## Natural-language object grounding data
--

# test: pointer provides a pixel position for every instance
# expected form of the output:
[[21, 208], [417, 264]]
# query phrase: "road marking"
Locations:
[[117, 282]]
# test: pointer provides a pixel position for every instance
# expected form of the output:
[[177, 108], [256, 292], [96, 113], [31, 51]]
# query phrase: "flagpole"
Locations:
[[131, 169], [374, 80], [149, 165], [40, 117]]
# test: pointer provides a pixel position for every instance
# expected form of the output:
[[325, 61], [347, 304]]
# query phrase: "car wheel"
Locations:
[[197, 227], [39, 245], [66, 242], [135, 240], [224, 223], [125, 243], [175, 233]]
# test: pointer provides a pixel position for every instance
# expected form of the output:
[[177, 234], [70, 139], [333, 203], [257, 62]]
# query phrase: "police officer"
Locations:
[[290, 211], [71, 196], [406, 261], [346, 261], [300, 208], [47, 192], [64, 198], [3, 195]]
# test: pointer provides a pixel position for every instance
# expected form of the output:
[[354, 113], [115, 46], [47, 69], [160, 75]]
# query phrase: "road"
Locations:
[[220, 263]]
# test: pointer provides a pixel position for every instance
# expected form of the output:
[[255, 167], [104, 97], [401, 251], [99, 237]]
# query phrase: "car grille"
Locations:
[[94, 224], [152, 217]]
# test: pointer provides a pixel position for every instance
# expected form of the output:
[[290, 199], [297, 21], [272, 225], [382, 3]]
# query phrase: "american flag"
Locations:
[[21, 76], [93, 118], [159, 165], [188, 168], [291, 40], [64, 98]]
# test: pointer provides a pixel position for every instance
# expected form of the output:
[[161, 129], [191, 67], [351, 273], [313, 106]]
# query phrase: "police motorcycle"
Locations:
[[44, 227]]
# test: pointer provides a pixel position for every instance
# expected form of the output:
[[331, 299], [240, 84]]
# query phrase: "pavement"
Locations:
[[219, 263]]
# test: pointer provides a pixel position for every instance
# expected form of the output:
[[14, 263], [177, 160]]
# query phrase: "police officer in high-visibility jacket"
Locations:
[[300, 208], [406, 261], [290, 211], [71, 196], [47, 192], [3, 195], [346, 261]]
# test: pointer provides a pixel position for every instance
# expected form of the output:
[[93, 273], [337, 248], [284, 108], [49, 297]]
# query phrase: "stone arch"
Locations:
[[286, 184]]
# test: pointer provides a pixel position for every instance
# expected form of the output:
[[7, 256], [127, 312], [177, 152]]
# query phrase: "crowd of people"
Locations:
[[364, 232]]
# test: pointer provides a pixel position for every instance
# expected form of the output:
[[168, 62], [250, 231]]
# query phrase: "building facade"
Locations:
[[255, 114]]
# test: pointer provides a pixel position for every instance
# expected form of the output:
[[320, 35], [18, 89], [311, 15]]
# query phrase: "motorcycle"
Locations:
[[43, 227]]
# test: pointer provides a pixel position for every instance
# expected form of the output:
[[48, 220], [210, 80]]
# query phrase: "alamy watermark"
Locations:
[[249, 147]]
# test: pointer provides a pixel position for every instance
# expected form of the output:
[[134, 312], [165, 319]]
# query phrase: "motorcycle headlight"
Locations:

--

## EXERCISE
Look through the data above and report every line in which "officer" appears.

## ANSWER BOX
# query phrase: "police officer"
# query phrase: "police officer in high-visibility jacket"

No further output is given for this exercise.